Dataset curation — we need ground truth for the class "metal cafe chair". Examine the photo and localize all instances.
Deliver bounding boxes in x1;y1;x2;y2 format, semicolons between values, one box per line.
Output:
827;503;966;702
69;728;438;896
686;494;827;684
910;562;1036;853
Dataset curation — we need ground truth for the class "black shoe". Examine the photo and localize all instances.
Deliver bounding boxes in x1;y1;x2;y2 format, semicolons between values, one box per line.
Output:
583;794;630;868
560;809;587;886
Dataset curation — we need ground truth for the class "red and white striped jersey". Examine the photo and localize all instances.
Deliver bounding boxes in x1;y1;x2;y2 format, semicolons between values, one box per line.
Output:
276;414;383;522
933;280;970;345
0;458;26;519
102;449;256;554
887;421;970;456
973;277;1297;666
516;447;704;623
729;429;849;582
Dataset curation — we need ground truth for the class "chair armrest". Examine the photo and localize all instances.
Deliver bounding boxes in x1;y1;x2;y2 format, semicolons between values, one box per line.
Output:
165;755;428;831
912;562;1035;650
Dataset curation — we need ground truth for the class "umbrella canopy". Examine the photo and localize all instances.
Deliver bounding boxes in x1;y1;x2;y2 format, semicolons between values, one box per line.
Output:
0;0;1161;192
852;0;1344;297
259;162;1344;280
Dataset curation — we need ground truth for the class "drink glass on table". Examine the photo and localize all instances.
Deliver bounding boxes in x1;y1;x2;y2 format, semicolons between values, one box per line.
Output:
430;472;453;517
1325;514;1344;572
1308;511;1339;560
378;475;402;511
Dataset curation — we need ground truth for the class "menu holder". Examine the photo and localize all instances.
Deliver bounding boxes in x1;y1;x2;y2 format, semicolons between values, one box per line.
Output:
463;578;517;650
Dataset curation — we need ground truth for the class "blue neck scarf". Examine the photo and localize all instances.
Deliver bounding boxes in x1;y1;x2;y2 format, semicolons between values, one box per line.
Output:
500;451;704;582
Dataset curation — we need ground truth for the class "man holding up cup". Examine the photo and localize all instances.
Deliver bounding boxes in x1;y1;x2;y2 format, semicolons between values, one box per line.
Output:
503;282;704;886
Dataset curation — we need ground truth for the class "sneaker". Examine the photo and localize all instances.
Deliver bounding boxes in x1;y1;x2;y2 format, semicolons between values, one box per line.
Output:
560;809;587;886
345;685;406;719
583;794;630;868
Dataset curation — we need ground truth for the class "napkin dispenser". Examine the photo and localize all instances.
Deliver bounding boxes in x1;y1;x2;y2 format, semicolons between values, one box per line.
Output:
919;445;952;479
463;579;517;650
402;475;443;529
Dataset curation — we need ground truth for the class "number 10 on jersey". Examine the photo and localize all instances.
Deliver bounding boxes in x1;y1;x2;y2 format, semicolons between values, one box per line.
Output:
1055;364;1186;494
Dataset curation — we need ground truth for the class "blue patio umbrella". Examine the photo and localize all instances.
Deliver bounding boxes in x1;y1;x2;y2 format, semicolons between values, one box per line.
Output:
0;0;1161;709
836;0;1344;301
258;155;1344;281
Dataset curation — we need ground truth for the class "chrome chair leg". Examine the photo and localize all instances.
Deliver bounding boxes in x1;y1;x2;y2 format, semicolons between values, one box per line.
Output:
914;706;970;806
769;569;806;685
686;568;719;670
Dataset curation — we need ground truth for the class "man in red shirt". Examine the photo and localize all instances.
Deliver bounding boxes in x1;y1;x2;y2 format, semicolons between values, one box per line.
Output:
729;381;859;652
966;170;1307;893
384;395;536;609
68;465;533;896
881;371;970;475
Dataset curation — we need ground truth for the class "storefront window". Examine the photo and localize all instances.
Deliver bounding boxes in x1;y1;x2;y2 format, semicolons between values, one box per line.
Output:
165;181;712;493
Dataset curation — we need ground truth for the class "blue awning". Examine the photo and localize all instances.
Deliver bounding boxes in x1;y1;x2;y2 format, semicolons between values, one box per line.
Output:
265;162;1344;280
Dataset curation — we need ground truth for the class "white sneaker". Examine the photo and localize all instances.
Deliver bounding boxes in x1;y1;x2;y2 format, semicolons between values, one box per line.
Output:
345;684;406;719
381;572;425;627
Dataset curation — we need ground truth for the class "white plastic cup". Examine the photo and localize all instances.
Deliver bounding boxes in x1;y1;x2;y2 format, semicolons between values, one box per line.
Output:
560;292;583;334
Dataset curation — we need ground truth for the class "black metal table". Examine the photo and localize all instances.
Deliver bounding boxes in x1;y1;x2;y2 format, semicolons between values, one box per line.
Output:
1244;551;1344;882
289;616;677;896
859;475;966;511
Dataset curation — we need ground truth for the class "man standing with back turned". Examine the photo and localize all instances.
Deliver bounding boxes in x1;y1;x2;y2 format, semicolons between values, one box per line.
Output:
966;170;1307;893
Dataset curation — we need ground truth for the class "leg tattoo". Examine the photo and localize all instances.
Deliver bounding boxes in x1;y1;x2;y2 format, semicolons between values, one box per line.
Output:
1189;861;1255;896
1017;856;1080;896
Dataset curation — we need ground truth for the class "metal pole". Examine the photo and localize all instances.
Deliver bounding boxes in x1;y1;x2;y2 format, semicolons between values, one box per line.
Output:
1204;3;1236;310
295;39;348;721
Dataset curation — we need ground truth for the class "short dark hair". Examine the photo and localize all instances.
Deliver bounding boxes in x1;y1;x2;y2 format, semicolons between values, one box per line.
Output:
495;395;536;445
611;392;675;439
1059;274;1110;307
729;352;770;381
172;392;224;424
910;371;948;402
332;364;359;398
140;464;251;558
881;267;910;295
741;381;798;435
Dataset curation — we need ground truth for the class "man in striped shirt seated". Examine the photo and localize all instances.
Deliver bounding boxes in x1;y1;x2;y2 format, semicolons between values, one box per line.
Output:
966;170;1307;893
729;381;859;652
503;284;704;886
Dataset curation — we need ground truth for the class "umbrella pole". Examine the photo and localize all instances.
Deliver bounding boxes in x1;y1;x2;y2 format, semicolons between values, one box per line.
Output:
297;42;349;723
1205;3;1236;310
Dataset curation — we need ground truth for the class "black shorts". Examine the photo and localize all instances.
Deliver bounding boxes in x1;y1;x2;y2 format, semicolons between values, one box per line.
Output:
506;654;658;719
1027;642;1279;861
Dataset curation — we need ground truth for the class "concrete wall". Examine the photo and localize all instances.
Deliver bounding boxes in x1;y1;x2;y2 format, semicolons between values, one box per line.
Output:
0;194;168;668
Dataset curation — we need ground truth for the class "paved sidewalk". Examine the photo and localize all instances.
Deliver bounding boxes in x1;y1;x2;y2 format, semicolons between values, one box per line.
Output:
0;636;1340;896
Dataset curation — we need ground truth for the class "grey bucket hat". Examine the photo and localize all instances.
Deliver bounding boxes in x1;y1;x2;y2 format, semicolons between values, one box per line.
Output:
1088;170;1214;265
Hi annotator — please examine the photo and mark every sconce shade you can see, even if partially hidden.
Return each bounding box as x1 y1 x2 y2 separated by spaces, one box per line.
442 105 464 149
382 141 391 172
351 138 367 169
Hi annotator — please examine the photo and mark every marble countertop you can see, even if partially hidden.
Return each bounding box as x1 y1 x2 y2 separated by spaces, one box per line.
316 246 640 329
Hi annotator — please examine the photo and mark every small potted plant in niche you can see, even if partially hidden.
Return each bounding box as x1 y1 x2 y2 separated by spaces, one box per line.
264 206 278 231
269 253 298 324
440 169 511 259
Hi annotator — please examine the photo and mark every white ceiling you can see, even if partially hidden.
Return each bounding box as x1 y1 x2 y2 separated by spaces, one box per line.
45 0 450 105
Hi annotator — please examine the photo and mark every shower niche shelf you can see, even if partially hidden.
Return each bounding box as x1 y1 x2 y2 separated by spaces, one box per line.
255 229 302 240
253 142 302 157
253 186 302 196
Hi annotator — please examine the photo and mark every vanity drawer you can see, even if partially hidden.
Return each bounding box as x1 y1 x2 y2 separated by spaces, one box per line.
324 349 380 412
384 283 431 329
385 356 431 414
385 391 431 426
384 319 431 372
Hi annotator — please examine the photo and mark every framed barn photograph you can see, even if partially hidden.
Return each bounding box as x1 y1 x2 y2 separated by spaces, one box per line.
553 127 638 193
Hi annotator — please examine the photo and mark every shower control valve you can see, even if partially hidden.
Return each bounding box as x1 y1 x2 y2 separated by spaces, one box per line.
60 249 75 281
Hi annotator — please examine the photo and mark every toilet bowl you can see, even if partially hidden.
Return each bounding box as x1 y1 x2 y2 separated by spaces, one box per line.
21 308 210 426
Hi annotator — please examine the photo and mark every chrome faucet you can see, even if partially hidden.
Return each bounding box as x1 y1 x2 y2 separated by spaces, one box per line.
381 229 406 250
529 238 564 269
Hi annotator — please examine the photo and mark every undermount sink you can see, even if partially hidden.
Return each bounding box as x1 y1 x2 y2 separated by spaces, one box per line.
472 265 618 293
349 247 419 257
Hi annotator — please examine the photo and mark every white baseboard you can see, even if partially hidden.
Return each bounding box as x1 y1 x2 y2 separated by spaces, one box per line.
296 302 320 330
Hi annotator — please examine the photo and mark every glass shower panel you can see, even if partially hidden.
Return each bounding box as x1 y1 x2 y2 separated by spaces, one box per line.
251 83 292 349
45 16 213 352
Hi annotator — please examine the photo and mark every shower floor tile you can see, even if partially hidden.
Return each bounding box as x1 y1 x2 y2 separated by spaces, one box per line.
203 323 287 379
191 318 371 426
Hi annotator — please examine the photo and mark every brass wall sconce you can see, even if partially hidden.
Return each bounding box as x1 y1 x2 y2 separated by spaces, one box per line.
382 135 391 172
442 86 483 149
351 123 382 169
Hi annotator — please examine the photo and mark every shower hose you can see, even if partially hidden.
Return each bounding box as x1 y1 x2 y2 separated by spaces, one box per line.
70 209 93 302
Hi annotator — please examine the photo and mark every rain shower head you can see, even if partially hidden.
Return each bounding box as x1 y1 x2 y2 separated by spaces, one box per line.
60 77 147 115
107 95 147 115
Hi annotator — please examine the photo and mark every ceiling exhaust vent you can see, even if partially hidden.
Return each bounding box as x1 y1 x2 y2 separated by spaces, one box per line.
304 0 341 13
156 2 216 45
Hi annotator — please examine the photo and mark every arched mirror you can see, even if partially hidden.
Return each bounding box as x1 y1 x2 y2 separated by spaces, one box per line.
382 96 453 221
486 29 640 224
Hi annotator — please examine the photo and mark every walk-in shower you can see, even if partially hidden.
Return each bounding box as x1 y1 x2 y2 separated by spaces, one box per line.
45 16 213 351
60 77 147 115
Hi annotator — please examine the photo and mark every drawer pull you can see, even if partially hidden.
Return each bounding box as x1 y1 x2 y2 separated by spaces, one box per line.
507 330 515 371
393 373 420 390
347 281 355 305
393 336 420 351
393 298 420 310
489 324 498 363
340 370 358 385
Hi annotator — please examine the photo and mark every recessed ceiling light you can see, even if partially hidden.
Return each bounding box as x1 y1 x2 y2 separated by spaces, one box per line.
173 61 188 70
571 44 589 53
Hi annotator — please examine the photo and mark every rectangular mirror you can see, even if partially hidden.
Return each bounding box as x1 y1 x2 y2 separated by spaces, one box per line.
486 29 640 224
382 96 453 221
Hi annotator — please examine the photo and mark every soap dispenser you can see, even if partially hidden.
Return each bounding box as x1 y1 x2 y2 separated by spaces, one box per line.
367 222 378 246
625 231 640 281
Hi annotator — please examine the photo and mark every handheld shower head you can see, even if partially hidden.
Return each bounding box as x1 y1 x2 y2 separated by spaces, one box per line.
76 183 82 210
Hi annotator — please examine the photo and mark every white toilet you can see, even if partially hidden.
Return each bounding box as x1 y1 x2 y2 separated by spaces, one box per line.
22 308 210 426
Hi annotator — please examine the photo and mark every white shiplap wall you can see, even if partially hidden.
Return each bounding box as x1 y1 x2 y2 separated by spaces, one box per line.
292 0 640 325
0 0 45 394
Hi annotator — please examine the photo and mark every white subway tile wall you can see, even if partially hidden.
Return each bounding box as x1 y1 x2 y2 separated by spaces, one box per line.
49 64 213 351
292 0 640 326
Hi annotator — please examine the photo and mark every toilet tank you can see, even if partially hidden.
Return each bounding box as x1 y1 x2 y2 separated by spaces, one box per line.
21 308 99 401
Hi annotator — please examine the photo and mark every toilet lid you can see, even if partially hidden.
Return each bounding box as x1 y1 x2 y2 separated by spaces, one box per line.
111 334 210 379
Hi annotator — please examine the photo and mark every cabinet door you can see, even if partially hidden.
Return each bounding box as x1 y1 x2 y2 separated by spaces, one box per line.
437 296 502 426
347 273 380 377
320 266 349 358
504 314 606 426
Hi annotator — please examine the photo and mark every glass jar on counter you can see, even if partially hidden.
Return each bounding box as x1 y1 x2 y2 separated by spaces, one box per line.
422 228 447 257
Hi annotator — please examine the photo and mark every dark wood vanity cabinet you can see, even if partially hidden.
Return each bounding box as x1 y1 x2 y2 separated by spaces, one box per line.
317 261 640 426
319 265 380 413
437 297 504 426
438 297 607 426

YOUR INSTRUCTIONS -> Lay out every line from the first line of the rows up to and including the line containing "910;562;1036;853" as a numbered list, leaving out any blank lines.

SOLUTION TO THIS PROBLEM ->
1. Dataset curation — we need ground truth for the class "metal cafe chair". Examine the photo and localize all instances.
2. Deliver bounding boxes in x1;y1;x2;y2 format, semicolons between values, one box per line.
3. Output:
4. 827;503;966;702
5. 69;728;438;896
6. 686;494;827;684
7. 910;562;1036;853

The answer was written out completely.